TASK GOAL => In the listing below, how many lines carry the word "dune"? Reply with only the number.

[DATA EXCERPTS — start]

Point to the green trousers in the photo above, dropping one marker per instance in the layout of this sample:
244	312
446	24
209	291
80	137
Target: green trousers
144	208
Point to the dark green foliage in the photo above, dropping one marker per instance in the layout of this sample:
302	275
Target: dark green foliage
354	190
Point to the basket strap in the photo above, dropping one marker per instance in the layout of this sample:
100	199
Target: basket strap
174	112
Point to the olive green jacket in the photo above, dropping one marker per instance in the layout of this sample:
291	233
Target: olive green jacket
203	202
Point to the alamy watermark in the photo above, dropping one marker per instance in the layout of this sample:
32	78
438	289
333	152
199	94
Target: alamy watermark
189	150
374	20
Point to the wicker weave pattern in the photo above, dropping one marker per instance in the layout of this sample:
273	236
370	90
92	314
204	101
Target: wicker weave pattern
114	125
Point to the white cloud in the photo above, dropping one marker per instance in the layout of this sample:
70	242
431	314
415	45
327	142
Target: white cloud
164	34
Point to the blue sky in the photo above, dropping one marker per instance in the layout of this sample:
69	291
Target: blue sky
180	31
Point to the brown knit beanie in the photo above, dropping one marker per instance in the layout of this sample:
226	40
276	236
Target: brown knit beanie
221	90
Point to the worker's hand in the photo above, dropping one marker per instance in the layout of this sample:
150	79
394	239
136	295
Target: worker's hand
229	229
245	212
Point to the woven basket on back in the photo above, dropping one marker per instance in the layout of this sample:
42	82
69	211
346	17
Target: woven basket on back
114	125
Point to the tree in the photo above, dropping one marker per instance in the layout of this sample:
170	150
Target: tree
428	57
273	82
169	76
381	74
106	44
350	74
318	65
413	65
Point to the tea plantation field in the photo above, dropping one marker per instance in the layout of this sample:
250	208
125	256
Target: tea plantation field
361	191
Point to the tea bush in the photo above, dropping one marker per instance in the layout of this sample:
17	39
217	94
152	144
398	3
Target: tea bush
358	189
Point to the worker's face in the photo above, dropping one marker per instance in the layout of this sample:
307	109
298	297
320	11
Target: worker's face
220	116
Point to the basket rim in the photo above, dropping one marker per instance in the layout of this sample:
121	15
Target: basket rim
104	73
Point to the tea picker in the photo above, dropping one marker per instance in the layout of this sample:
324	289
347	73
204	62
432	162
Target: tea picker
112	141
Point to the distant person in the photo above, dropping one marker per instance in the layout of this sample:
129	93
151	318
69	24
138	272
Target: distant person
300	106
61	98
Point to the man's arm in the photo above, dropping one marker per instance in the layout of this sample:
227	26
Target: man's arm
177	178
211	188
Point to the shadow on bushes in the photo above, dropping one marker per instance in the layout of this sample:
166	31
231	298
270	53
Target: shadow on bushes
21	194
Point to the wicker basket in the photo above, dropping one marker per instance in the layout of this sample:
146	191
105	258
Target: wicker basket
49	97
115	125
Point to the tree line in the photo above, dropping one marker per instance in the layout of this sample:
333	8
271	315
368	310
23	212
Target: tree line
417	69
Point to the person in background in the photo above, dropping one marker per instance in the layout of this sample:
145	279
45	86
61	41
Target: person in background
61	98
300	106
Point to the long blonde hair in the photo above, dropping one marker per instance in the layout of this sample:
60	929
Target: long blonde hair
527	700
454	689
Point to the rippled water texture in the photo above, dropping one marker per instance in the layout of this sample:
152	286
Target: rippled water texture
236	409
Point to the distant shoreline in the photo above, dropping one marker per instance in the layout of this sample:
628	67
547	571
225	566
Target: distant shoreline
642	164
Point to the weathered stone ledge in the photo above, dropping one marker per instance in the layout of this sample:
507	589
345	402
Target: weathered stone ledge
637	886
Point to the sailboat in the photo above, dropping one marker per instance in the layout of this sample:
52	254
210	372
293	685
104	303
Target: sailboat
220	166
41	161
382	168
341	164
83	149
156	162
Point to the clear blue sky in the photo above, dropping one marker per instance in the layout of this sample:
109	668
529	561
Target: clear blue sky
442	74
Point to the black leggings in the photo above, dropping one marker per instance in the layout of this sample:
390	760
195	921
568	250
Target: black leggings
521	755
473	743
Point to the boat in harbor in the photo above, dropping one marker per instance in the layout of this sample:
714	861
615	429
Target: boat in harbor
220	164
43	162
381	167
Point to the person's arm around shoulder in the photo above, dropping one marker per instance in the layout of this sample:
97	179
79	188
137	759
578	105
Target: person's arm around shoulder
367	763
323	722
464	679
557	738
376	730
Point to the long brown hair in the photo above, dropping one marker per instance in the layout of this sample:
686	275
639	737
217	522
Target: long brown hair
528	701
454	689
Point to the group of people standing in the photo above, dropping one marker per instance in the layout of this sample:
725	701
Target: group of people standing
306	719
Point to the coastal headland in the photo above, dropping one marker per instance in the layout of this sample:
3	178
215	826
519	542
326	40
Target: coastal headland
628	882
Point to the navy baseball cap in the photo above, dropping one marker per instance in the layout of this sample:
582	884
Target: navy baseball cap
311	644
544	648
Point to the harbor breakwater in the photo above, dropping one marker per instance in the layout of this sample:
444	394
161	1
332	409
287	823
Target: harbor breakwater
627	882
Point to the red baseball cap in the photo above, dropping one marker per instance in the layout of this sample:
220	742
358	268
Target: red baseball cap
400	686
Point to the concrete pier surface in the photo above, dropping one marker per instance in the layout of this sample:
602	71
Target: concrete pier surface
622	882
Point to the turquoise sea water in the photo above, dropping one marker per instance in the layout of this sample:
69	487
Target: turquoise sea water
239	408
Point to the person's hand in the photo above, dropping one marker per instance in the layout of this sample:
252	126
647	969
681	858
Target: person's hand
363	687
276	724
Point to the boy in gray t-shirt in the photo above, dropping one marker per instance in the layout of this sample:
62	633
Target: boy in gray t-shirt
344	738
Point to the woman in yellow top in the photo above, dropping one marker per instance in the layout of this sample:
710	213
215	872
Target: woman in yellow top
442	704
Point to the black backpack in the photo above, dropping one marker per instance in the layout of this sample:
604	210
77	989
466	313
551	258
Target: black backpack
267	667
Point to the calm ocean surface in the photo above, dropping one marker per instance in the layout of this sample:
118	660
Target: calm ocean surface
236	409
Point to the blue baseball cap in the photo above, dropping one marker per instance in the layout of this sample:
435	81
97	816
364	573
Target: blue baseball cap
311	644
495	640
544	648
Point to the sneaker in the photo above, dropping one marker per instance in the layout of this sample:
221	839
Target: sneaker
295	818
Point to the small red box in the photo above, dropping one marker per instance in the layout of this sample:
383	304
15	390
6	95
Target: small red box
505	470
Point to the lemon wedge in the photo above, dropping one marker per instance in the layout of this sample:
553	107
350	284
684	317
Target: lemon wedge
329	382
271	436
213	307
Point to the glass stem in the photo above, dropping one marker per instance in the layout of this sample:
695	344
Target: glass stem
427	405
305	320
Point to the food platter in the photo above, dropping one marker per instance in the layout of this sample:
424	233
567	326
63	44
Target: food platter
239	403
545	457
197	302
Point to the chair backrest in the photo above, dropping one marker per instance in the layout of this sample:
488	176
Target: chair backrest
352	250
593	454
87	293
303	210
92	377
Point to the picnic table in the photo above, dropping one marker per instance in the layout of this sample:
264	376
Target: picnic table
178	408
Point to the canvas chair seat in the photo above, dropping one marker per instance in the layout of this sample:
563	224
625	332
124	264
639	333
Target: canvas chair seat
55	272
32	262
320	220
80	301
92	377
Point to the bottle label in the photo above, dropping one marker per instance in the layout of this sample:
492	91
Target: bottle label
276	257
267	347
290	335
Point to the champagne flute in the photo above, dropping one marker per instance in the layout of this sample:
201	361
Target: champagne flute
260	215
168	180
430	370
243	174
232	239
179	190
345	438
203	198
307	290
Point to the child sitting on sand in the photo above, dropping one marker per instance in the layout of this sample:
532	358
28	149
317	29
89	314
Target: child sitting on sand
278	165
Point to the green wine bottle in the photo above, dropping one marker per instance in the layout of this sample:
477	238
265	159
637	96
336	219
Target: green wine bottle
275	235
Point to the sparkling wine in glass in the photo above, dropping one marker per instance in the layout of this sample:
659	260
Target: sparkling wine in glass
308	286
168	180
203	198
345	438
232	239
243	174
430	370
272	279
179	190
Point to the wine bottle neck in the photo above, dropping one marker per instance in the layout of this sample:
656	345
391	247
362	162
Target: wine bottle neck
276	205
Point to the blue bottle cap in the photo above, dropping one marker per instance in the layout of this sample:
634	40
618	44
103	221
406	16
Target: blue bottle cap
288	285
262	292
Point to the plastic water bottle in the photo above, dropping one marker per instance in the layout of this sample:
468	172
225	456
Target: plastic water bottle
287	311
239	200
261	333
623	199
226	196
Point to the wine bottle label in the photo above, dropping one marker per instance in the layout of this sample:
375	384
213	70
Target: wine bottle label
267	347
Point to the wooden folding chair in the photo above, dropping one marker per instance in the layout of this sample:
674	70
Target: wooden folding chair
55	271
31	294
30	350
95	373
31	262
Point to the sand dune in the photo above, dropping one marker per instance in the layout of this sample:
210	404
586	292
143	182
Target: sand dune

[DATA EXCERPTS — finish]

COMPLETED EXERCISE => 2